=== What is expected ===
Return the lines below exactly, starting with the line that contains "Identify the driftwood" and stopping after the last line.

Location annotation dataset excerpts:
########################################

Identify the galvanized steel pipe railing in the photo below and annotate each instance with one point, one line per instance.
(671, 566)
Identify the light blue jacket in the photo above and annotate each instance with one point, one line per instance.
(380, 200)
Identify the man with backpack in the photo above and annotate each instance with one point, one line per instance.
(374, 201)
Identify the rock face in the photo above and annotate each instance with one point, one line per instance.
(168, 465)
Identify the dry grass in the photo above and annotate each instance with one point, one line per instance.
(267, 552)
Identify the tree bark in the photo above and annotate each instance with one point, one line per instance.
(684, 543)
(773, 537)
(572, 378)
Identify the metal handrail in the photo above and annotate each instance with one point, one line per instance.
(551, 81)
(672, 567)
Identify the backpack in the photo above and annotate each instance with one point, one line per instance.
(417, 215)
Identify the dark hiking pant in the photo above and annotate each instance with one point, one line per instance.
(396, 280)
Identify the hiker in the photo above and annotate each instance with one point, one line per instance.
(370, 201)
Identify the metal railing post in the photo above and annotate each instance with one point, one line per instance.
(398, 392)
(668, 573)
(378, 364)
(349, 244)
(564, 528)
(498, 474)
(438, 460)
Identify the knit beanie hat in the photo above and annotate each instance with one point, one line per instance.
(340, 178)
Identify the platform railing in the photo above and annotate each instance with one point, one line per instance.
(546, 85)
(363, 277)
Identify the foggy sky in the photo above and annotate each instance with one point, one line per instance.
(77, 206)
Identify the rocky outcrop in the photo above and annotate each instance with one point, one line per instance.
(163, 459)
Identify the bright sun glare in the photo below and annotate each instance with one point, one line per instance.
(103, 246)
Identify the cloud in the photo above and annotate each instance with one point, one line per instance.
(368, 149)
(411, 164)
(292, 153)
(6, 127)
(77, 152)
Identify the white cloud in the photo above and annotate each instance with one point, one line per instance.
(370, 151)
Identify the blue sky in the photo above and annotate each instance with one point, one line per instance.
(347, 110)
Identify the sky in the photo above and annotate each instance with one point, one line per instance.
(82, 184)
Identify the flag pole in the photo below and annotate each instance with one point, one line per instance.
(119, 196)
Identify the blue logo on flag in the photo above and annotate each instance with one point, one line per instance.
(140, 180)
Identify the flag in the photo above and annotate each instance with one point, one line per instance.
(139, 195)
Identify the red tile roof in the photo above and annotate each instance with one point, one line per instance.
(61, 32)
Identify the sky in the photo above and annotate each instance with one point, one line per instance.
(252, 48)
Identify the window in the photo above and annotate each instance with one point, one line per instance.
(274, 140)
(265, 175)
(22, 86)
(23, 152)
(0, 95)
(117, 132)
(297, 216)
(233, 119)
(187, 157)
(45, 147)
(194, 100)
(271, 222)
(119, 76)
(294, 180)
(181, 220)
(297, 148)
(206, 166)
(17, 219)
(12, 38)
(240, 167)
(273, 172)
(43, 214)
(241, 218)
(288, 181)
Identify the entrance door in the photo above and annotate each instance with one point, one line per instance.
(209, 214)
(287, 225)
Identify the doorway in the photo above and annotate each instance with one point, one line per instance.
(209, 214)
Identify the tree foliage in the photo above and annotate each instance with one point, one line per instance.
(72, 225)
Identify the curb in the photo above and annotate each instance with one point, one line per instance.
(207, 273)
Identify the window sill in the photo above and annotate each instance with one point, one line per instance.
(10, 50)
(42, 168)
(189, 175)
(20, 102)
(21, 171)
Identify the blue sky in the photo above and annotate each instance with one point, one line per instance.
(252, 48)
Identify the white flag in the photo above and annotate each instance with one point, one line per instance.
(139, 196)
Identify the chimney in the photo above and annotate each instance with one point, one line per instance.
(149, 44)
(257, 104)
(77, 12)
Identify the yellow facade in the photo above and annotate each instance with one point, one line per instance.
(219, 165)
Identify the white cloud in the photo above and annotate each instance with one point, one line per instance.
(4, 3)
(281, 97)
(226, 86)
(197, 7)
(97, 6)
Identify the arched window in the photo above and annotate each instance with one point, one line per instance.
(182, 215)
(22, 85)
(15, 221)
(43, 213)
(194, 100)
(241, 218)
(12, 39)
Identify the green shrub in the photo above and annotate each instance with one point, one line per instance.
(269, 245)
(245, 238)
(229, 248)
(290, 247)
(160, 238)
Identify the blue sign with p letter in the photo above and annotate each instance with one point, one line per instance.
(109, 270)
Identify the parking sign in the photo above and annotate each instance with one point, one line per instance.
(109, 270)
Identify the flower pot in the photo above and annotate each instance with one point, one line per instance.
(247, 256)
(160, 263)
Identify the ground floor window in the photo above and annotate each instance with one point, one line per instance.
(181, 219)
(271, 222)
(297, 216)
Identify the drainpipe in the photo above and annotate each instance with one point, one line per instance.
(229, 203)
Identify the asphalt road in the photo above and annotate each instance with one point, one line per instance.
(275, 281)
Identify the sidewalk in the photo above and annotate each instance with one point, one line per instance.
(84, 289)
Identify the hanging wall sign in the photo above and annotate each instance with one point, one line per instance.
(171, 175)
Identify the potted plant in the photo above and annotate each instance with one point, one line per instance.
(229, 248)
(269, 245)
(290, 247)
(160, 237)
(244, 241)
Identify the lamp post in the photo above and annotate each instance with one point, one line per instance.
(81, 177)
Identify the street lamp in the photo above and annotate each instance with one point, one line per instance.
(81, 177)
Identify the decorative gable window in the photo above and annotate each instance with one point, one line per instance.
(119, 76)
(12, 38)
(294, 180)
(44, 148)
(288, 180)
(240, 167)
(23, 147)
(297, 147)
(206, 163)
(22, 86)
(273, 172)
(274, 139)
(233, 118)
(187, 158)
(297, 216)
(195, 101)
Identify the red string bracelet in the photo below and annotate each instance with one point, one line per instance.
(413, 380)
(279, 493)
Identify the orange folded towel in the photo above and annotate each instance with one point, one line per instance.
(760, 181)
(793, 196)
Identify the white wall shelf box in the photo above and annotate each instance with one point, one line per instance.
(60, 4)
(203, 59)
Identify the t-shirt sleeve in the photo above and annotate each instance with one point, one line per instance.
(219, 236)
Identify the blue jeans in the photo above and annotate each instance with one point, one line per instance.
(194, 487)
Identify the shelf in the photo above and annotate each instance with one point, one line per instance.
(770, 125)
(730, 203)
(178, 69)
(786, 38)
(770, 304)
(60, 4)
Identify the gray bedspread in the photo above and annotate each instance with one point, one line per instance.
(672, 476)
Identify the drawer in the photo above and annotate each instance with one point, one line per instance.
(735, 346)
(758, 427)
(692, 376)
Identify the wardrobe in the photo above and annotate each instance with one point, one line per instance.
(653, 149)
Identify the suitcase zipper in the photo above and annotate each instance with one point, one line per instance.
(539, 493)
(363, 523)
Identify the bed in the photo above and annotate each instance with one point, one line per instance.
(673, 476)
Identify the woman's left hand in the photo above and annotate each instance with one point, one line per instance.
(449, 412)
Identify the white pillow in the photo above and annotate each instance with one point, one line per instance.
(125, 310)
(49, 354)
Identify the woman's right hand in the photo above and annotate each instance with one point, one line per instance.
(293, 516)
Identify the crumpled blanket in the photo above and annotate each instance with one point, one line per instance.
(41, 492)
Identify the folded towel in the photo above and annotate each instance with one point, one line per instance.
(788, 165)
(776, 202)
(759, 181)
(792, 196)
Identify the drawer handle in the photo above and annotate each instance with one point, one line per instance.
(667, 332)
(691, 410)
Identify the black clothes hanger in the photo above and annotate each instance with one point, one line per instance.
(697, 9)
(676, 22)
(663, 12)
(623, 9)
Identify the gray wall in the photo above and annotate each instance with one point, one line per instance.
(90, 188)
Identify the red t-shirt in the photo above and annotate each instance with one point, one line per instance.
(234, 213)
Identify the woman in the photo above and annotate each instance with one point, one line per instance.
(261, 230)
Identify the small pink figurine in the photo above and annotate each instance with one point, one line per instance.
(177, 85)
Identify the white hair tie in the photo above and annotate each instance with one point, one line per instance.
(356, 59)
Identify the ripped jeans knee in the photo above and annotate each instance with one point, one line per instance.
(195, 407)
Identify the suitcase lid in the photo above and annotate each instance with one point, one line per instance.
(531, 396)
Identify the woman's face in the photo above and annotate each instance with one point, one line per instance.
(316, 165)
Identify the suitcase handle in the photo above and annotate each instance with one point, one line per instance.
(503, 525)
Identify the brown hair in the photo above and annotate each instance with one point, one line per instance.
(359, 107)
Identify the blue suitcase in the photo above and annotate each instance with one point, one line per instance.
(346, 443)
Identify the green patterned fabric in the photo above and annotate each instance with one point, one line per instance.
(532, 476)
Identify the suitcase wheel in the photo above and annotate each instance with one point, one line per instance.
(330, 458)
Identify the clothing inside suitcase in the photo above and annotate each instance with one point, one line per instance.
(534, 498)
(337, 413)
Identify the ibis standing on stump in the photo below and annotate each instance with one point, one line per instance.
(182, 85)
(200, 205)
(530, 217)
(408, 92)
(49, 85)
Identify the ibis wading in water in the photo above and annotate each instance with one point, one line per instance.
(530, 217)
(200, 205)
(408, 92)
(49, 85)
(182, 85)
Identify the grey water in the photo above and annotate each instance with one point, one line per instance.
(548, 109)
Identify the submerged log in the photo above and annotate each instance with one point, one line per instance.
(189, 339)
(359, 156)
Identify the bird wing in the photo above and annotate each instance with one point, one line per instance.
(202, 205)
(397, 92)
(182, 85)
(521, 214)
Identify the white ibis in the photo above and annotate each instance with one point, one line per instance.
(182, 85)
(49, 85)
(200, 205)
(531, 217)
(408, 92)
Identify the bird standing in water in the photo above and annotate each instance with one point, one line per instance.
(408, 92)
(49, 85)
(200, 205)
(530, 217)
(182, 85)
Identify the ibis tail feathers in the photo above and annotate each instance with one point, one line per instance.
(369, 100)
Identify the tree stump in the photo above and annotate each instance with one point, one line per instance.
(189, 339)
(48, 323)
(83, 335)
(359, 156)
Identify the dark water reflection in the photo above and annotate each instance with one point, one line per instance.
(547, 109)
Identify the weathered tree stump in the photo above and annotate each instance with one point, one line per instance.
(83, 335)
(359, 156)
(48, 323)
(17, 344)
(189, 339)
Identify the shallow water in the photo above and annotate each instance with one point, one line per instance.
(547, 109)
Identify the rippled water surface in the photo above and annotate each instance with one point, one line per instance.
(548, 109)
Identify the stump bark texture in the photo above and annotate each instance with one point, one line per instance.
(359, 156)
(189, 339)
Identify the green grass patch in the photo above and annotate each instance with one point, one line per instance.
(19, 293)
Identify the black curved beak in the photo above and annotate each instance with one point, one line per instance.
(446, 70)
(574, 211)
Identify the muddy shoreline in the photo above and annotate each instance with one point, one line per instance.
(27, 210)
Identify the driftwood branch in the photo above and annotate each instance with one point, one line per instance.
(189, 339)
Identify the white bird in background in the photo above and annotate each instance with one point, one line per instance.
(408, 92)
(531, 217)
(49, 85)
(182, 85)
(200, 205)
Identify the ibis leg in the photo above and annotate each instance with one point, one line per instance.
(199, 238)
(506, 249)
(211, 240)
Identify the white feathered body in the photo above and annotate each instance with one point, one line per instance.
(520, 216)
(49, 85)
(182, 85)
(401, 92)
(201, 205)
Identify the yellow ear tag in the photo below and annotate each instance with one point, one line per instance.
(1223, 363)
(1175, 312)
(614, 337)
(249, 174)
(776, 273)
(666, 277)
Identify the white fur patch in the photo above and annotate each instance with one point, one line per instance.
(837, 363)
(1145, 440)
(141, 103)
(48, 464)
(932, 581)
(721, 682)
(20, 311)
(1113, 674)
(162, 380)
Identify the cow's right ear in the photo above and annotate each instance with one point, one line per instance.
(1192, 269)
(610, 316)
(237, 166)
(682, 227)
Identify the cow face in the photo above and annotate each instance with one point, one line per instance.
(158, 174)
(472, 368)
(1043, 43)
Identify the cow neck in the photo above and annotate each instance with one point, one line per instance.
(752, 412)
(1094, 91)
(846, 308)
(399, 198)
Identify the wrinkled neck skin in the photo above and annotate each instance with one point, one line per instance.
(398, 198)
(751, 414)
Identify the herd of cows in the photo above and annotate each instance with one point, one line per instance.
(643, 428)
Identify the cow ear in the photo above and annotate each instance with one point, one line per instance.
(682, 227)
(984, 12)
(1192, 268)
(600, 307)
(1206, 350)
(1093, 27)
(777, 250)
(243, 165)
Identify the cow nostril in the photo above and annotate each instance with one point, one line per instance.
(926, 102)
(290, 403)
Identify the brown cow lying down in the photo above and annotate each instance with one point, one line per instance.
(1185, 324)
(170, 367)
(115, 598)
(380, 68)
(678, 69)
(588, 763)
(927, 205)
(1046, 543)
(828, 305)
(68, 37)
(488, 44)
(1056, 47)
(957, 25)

########################################

=== Task response ===
Identify the driftwood branch in the photo above and annotate each instance with one point, one line per instance.
(189, 339)
Identify the white bird in background in the photo above and annotate each instance with one point, one line per instance.
(408, 92)
(531, 217)
(49, 85)
(182, 85)
(200, 205)
Identify the ibis leg in the photo above and annotate each instance with one point, one line per instance.
(199, 238)
(506, 249)
(211, 240)
Identify the white feathered body in the photo above and annotate each instance with one point, one line per instance.
(520, 216)
(49, 85)
(182, 85)
(401, 92)
(201, 205)
Identify the yellow ear tag in the photo below and annotate each instance with one point, one line per instance.
(1223, 363)
(1175, 312)
(614, 337)
(249, 174)
(776, 273)
(666, 277)
Identify the white fur patch in the photo above and annotate each instance with one point, one line per instance.
(837, 363)
(1145, 440)
(141, 103)
(48, 464)
(932, 581)
(721, 682)
(20, 311)
(1113, 674)
(162, 380)
Identify the cow's right ear in the photo above and annotate each instance with one point, one line per instance.
(1192, 269)
(610, 316)
(237, 166)
(682, 227)
Identify the cow face in the photo above and annotate each instance with one point, one line per instance.
(158, 174)
(472, 368)
(1043, 43)
Identify the cow neck in the photo above and annotate each instance with one point, one line per instance.
(752, 412)
(1094, 91)
(846, 308)
(399, 198)
Identify the wrinkled neck skin in the photo above and annotate each instance with one point, one line per instance.
(398, 198)
(751, 414)
Identify the herd of cows in the photo above and annotate each instance with one point, one line per instance.
(643, 428)
Identify the cow ear in the photo above and annotate each instance with one point, one line per instance.
(682, 227)
(984, 12)
(1192, 268)
(600, 307)
(1206, 350)
(1093, 27)
(777, 250)
(243, 165)
Identify the cow nostril in the photo above and annotate each instance with one point, one line per instance.
(926, 102)
(290, 403)
Identify the brown cow lying down in the photo above and annotate each instance with one point, one line per instance.
(1185, 324)
(170, 367)
(115, 598)
(380, 68)
(678, 69)
(588, 763)
(927, 205)
(1046, 543)
(828, 305)
(68, 37)
(488, 44)
(1056, 47)
(957, 25)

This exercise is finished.